> **Belirtilen amaç A**
Okunacak bölümdeki Burhan Kuzu söyleşisine göre yazar, görüşme boyunca Kuzu'ya hangi sözle hitap etmiş?
> **Belirtilen amaç B**
Burhan Kuzu söyleşisinin "Son Kabîne değişikliği sebebiyle" diye başlayan paragrafını temel bilgileri koruyarak daha kısa yazın.

> **Okunacak bölüm**
▼

Konu hükûmet sistemleri olup da ülkemizin bu mesele üzerinde kıvrım kıvrım kıvranışını görmemek mümkün olmuyor. Başkanlık sistemi konusu, belli çevrelerce Başbakan’ın (bugün mevcût Cumhurbaşkanımız Recep Tayyip Erdoğan) gündem oluşturma konularından biri olarak yorumlansa da, ben yıllarca bu konu üzerine Türkiye’yi düşündürmeye cehdetmiş ve bunu nihâyetinde on yıldır ülkenin Başbakan’ına da benimsetmiş kişilerin başında gelebilecek olan Prof. Dr. Burhan Kuzu ile konuşma arzusuna eriştim.

Akademisyenliğinden ziyâde ‘hâce’ duruşuyla görüşmemiz boyunca ‘Hocam’ diyerek hitap ettiğim Kuzu’nun, yoğun gündemi arasında böyle bir mülâkata vakit ayırması da bendeniz için ayrı bir muvafakat oldu. Zira içerisinde bir de acımızın olduğu bir ayda sürekli değişen telefon trafiğinin ardından Hoca’nın sekreteryasının o yoğunluğa rağmen başlı başına bir röportaj zamanı oluşturması ayrıca takdire şayandır.

Bütün yoğunluklarına rağmen sorularımıza dikkatle ve önemli cevaplar veren Prof. Dr. Burhan Kuzu’ya ve bu buluşmayı sağlayan sekreteryasına teşekkür ederim.

Burhan Hoca, Anadolulu kimliğini hiç kaybetmemiş biri. Kullandığı dil, mimik ve hareketler bütün samîmiyetini çok temiz biçimde yansıtıyor.

Son Kabîne değişikliği sebebiyle bazı komisyonlarda gerçekleştirilen seçimler sebebiyle Hoca’nın odası bir ara yoğun bir giriş-çıkış trafiği yaşadı. Bu sıralarda fotoğrafını çektiğimi gören vekillerin kendisine lâtifelerle takılmalarından dolayı mahcup dahi olduğunu gördüm.

▲

> **Gösterilen bilgiler**
▼

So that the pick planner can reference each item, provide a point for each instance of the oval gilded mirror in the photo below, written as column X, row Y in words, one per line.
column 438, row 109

▲

> **Tam cevap A**
"Hocam" diyerek hitap etmiş.

> **Tam cevap B**
Son kabine değişikliği nedeniyle bazı komisyonlarda yapılan seçimler yüzünden Kuzu'nun odasında bir süre yoğun giriş-çıkış oldu. Fotoğrafının çekildiğini gören vekiller ona şakayla takılınca Kuzu mahcup oldu.